- **Selection**
A room inside the newly reopened Yushukan museum at Tokyo's controversial Yasukuni Shrine might more appropriately be called the crying room. Here, people come to read messages to loved ones from fallen soldiers.
 
Some are hastily written notes sent by kamikaze suicide pilots before their final mission and others are longer, more thoughtful, letters to family. All are heavily soaked with sentiment and sacrifice.
 
Reading one display, which tells the story of Saitama mother Fukuko Fujii, a middle-aged woman dabs her tears with a handkerchief. In 1943, Fujii threw herself and her two children into the Arakawa river, to free her husband of the worry of caring for his family and enable him to fulfill his dream of becoming a kamikaze pilot.
 
The woman, and what presumably was her youngest baby, a ball of cuteness, are pictured in a display photograph. "She was so brave,'' said the sobbing woman's husband. "The story fills my heart and fills my eyes.''
 
In normal times, Fujii would be considered a double child murderer, but in the context of wartime Japan her's was an inspiring tale of sacrificial gallantry.
 
Teaching context is what the Yushukan museum is all about. "Young people learn that we fought against the Americans, but they learn only one side: that Japan was bad,'' said Yasuhira Noda, the head of the museum and Shinto priest at Yasukuni Shrine. Reopened in July after a 4 billion yen makeover, the museum now has twice as much space to explain the nationalist side of the war story. Gone are the dull displays of the old museum. Kept are artillery, the bric-a-brac of war and Emperor Showa's military uniform. Introduced are a reconstructed Mitsubishi Zero 52 fighter plane and video footage of World War II combat. Visiting war veterans sometimes gather and sing along with the war songs in the footage.
 
Extensive English-language explanations accompany the exhibits.
 
"We want more foreigners to visit so we can teach them about Japan's history and why Japan fought,'' Noda said.
 
What those people learn by visiting will contrast sharply with their history books at home.

- **Given request**
In the selection on the Yushukan museum, how much did the makeover before its July reopening cost?

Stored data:

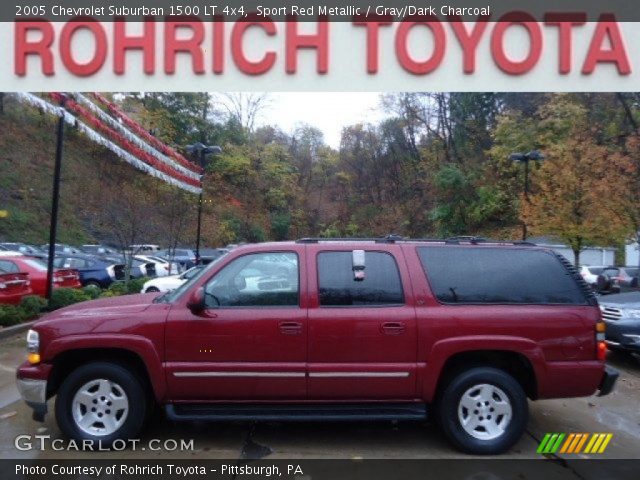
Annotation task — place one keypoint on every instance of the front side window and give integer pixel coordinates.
(337, 286)
(256, 280)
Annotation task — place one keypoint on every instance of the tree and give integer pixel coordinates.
(566, 201)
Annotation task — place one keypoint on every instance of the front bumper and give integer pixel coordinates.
(34, 393)
(608, 382)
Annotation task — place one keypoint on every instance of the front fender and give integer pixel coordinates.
(141, 346)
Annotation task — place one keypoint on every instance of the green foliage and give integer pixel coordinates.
(280, 226)
(12, 315)
(63, 297)
(33, 305)
(91, 291)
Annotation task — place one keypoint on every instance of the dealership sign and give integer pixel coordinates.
(560, 52)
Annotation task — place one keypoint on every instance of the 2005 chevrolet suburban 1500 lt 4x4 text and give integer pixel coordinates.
(330, 330)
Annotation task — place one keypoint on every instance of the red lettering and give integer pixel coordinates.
(145, 42)
(607, 28)
(251, 67)
(402, 49)
(565, 24)
(40, 47)
(218, 45)
(318, 41)
(373, 28)
(191, 45)
(510, 66)
(99, 54)
(469, 40)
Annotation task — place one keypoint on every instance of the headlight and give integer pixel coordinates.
(33, 347)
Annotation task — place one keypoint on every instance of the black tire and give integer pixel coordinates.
(138, 404)
(450, 402)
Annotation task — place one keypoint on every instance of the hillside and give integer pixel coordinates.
(94, 181)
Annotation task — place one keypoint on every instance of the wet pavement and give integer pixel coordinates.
(618, 413)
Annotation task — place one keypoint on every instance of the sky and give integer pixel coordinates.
(328, 111)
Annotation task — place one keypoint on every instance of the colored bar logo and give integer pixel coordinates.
(553, 443)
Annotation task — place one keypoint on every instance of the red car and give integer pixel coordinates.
(37, 270)
(14, 286)
(325, 329)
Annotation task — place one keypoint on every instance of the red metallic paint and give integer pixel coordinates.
(170, 339)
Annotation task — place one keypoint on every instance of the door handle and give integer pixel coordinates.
(393, 328)
(290, 328)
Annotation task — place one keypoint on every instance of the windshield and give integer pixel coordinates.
(37, 264)
(173, 295)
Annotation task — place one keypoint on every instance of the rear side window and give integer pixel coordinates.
(337, 287)
(9, 267)
(499, 276)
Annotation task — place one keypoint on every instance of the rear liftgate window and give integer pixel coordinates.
(499, 276)
(381, 285)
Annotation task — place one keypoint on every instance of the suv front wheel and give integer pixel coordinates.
(101, 402)
(483, 410)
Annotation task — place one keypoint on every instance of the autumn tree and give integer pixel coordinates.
(567, 198)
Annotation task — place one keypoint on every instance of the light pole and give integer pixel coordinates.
(55, 200)
(536, 156)
(201, 150)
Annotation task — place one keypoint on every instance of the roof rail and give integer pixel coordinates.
(393, 238)
(387, 239)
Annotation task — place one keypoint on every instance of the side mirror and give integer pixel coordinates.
(196, 301)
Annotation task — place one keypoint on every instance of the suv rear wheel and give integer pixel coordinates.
(102, 402)
(483, 410)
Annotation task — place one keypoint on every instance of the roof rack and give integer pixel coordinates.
(393, 238)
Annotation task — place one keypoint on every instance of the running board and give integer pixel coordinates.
(297, 412)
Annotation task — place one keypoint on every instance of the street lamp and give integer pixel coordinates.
(201, 150)
(536, 156)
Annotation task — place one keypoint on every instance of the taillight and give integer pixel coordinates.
(601, 346)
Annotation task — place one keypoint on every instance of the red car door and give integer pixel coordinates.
(251, 342)
(362, 332)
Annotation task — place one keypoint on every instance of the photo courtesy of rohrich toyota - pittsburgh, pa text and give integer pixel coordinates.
(319, 240)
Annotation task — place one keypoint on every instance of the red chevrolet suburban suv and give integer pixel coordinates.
(331, 329)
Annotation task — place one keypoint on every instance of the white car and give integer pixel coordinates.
(162, 266)
(590, 274)
(168, 283)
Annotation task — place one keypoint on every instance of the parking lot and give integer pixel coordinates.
(618, 413)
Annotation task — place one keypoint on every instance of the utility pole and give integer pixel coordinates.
(524, 158)
(55, 201)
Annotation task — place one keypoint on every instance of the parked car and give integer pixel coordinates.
(13, 287)
(14, 262)
(161, 267)
(172, 267)
(608, 281)
(139, 268)
(590, 274)
(23, 248)
(143, 249)
(98, 250)
(621, 313)
(183, 257)
(208, 255)
(618, 280)
(169, 283)
(381, 329)
(93, 271)
(628, 278)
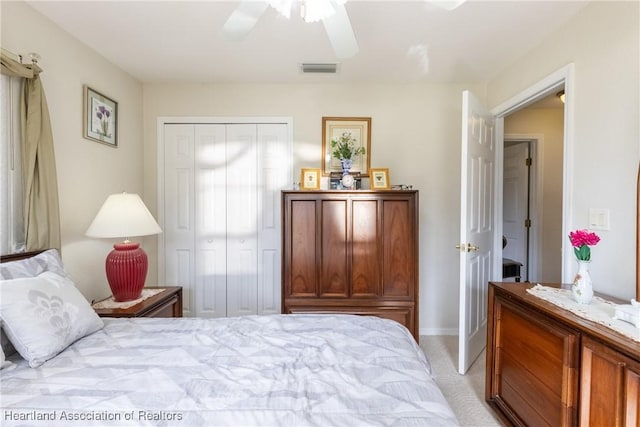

- **Written solution**
4 billion yen.